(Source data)
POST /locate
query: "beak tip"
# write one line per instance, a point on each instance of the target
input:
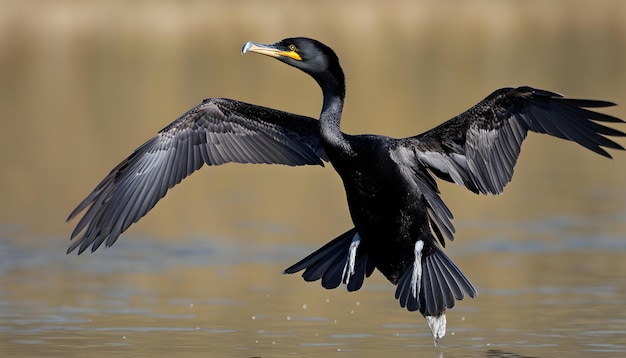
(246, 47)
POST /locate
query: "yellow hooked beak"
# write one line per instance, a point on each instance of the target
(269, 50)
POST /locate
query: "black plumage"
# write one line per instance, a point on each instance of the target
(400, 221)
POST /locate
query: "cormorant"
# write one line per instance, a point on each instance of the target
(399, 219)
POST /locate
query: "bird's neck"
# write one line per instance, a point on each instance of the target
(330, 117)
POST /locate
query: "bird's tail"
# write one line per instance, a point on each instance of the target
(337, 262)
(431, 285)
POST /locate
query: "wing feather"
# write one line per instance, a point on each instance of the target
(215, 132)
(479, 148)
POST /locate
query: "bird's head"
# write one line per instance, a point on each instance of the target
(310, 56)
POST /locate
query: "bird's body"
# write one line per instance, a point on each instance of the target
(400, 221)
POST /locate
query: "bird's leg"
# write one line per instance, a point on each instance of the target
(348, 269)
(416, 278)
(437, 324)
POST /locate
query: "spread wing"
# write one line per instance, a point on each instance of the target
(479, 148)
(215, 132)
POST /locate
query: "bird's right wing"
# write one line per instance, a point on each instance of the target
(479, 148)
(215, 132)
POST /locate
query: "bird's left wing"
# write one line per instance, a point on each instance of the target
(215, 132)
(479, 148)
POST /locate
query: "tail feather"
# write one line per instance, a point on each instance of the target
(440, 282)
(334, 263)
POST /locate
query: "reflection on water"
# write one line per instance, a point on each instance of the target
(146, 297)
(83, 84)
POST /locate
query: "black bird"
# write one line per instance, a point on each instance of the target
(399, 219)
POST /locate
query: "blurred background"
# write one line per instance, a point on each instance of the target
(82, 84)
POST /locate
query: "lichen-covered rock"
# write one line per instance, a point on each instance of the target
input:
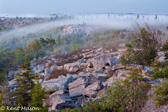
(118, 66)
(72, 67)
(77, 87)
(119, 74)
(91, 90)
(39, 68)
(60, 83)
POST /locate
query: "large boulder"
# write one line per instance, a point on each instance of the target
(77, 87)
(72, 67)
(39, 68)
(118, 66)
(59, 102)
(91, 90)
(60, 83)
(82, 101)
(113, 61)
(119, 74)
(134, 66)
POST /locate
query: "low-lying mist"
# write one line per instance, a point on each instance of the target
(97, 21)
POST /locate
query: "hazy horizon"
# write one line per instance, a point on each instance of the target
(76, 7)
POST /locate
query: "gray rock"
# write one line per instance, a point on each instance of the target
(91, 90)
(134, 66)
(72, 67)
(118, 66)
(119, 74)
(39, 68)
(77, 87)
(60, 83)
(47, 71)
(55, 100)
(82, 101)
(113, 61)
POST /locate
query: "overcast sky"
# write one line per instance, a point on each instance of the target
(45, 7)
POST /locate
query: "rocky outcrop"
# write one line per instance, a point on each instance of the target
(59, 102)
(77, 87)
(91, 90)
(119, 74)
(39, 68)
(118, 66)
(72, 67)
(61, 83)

==

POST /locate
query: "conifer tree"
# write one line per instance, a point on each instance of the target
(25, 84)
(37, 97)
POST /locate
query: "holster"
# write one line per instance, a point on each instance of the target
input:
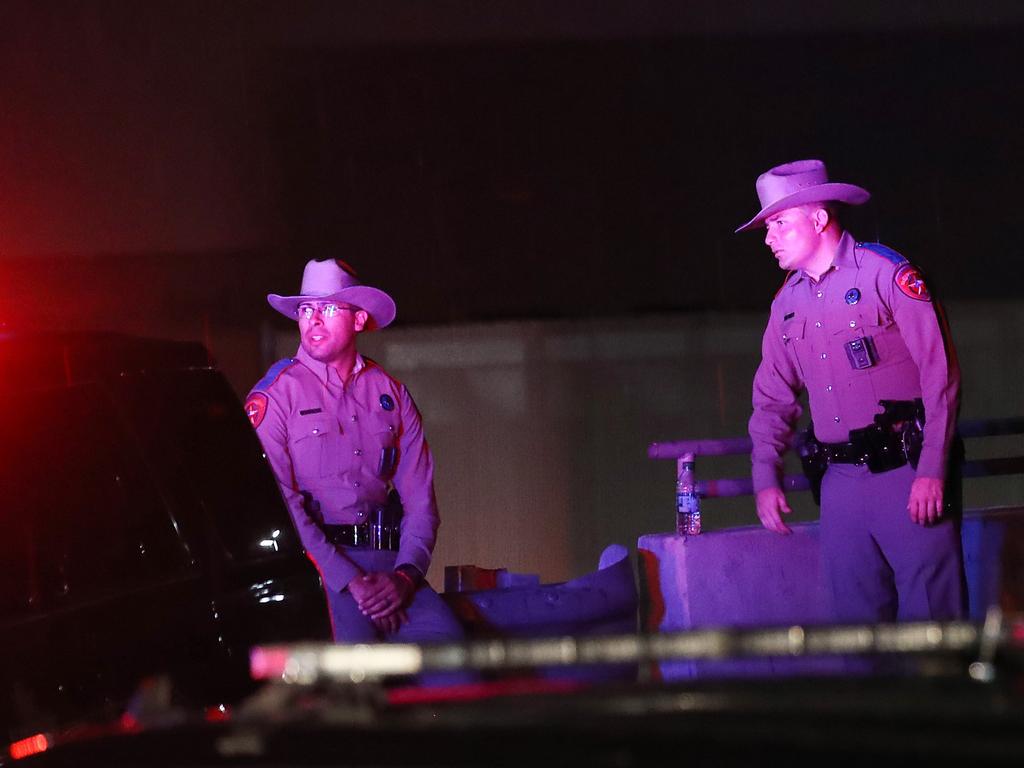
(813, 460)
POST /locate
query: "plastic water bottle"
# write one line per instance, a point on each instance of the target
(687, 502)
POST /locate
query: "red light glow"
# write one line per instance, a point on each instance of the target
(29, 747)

--

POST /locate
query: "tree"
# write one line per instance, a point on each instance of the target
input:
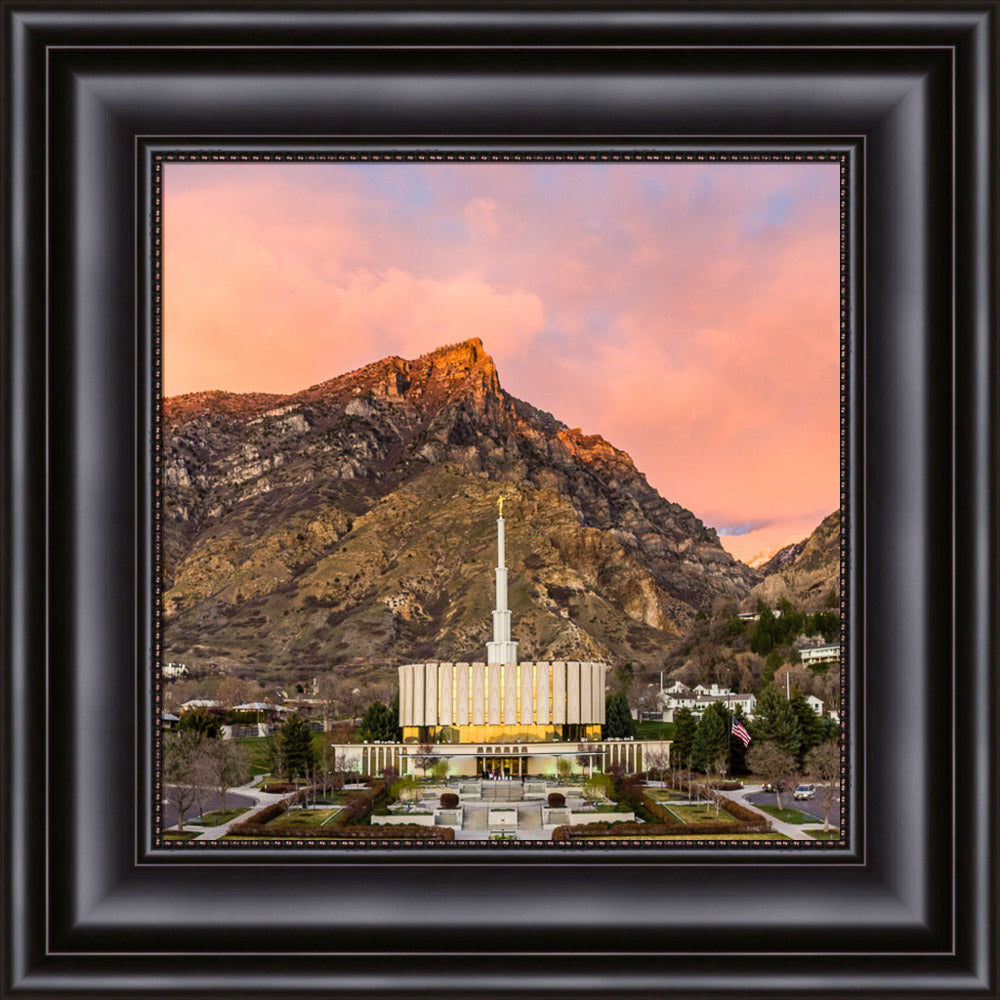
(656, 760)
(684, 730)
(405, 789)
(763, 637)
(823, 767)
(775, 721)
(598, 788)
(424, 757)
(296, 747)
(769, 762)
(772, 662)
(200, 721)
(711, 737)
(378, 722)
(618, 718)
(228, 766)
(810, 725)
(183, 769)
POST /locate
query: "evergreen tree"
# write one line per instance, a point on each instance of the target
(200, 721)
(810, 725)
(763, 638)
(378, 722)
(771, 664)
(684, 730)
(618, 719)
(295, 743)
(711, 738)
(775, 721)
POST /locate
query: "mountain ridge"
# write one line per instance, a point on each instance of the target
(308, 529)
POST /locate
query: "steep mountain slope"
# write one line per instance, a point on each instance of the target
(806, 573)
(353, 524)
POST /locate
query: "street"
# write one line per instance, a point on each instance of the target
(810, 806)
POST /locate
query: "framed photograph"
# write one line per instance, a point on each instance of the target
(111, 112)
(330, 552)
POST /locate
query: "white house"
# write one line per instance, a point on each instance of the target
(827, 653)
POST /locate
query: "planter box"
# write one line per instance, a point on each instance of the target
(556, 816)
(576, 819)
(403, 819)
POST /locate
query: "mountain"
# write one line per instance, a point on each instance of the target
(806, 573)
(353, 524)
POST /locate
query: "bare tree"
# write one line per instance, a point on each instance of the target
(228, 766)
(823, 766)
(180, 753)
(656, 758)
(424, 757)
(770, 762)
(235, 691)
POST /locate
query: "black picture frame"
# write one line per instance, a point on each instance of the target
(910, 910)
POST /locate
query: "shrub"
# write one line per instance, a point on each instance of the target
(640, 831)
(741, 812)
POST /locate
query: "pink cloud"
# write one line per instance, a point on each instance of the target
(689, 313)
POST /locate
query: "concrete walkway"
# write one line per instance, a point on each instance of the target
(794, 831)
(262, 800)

• _What needs to be done_: Search the data above for "black" and copy every line where it turns up.

• _Output of the exercise_:
query: "black plumage"
query: "black bird"
query: "black picture frame"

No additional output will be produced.